Available records:
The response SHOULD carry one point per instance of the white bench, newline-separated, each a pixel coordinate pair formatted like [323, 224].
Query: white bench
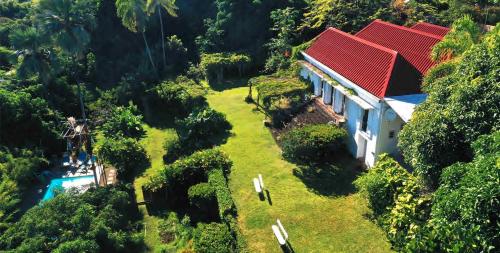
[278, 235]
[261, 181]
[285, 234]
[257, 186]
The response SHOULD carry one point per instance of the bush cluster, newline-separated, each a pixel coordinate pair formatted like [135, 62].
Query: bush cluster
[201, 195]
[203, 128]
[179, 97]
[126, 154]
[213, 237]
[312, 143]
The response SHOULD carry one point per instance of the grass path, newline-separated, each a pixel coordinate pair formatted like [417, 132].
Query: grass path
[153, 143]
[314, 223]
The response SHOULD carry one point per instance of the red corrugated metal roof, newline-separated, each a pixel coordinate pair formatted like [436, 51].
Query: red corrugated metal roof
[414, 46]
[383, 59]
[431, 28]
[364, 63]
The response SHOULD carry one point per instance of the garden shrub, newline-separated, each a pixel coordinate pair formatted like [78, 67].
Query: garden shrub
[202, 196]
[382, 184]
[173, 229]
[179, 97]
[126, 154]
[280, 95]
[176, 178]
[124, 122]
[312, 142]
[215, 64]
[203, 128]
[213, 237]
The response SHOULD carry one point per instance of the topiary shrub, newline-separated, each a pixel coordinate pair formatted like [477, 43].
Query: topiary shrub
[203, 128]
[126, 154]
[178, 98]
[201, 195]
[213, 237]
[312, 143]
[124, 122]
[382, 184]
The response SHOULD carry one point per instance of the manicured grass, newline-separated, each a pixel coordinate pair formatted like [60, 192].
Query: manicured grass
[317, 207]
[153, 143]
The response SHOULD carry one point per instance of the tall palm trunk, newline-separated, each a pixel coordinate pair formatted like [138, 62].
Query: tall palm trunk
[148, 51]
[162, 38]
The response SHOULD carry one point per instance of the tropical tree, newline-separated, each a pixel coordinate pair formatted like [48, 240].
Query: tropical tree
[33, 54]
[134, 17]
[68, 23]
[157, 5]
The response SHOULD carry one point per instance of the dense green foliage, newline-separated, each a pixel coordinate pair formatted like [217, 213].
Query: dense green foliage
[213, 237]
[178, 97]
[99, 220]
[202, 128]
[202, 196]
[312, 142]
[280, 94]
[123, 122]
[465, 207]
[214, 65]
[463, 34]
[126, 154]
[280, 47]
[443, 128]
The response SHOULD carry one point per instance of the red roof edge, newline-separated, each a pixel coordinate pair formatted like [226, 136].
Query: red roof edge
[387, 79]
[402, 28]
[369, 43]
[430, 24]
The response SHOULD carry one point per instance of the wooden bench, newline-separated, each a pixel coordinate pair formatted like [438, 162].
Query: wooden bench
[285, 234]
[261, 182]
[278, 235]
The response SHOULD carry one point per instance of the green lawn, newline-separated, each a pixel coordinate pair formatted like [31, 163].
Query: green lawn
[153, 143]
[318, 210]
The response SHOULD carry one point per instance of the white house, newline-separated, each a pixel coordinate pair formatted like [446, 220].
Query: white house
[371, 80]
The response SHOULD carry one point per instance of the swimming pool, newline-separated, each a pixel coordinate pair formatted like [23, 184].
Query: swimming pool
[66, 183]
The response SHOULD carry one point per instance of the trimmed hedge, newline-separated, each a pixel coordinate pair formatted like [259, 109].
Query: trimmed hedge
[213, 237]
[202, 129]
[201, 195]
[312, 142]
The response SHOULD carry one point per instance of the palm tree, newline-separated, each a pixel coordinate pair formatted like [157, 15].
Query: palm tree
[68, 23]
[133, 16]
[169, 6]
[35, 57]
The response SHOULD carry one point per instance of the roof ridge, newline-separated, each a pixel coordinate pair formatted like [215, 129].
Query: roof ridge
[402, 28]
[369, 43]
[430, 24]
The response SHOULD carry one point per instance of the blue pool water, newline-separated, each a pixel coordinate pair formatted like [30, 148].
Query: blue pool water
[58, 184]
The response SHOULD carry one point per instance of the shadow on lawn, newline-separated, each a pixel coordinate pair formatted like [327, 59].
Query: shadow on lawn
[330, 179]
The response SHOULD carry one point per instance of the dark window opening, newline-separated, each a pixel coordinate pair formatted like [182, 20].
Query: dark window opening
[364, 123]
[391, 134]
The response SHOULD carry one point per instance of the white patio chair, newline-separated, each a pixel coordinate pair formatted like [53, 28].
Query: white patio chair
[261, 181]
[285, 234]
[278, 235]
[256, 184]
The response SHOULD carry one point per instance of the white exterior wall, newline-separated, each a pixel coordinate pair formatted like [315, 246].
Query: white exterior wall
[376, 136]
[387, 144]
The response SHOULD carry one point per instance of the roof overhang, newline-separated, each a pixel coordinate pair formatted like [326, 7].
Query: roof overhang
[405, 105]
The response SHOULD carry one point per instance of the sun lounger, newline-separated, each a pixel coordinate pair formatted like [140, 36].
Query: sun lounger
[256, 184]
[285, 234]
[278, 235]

==

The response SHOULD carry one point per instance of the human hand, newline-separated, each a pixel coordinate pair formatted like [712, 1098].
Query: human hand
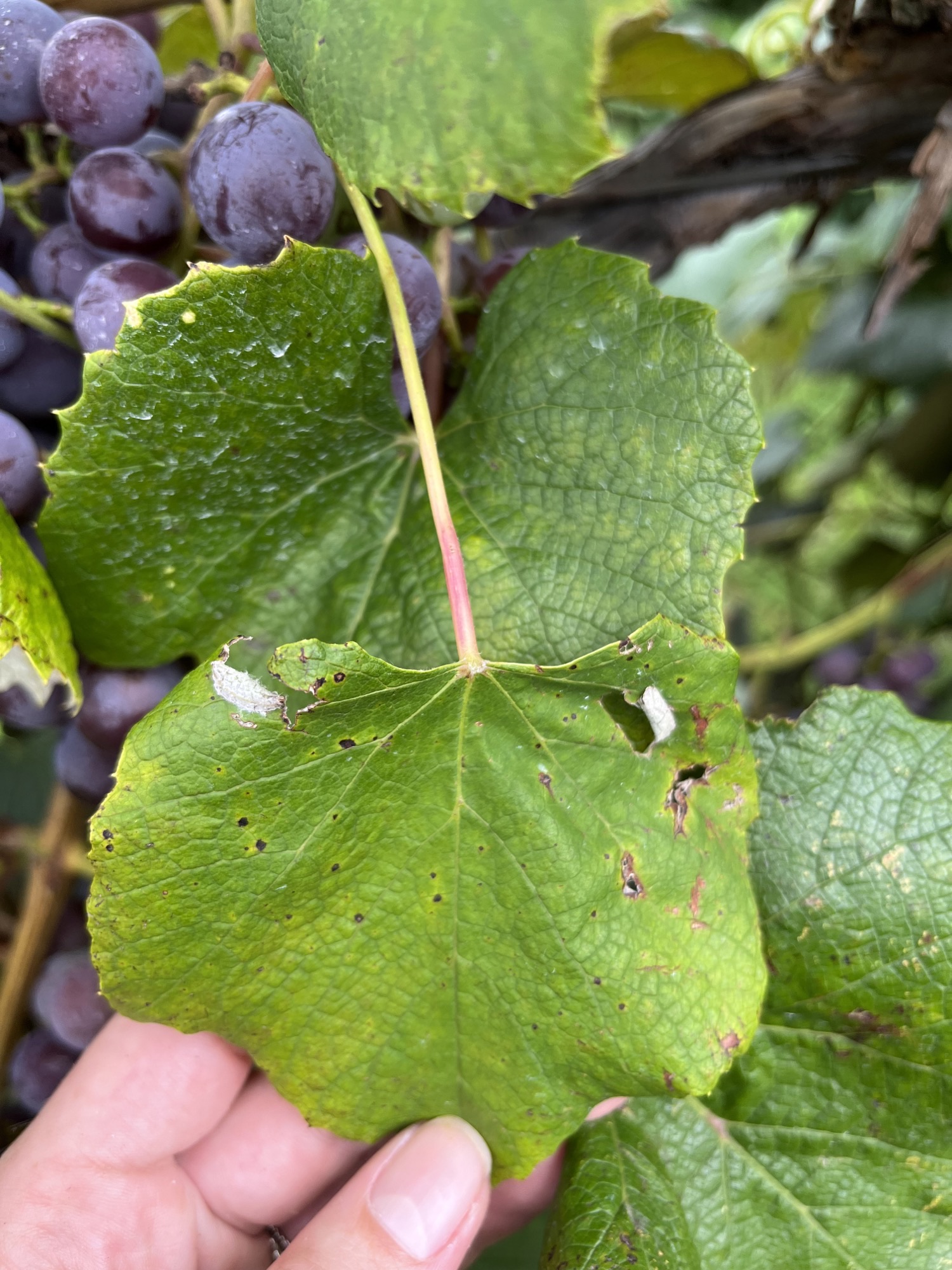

Goal of the exercise: Copy every line in the entries above that has the string "hand" in it.

Your solution:
The response SHOULD carry one point per instance of the human hand, newline-separated, each a pixel coordinate pair formatted like [712, 1098].
Query: human hand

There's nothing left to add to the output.